> [Aim of the exercise]
Of all the entries below, retype only the lines from the one with "# mark one dot per instance, written like column 772, row" through the one with "# mark one dot per instance, written like column 231, row", exactly as they appear.

Point localization data
▬▬▬▬▬▬

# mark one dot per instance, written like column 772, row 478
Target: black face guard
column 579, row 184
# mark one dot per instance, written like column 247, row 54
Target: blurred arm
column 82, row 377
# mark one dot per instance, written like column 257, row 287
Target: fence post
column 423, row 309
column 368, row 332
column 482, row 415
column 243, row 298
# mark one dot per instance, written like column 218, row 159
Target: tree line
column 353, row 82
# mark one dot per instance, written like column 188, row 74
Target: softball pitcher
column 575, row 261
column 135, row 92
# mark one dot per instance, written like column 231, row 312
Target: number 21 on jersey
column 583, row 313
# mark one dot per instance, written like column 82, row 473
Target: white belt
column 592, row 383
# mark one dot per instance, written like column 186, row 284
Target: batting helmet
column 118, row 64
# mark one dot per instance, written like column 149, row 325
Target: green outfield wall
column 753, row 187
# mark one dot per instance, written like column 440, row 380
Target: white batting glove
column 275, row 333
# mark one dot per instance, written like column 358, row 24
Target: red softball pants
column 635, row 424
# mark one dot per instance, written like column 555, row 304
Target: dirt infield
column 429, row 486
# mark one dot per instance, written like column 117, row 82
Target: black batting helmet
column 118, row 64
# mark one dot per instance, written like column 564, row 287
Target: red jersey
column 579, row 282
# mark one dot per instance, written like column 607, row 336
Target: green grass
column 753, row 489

▬▬▬▬▬▬

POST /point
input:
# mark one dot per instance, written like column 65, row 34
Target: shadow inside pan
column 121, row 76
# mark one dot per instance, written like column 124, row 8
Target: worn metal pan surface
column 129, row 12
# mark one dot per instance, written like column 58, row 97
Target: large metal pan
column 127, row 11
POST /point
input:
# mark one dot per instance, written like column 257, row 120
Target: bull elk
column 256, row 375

▬▬▬▬▬▬

> [The completed task]
# mark one dot per instance, written like column 772, row 478
Target: black face guard
column 579, row 184
# mark one dot per instance, written like column 247, row 54
Target: blurred arm
column 82, row 377
# mark one dot per instance, written like column 257, row 287
Target: fence post
column 423, row 309
column 368, row 332
column 482, row 415
column 243, row 298
# mark one dot per instance, written like column 218, row 159
Target: tree line
column 353, row 82
# mark one dot per instance, written like column 188, row 74
Target: softball pitcher
column 575, row 261
column 135, row 92
# mark one dot per instance, written like column 231, row 312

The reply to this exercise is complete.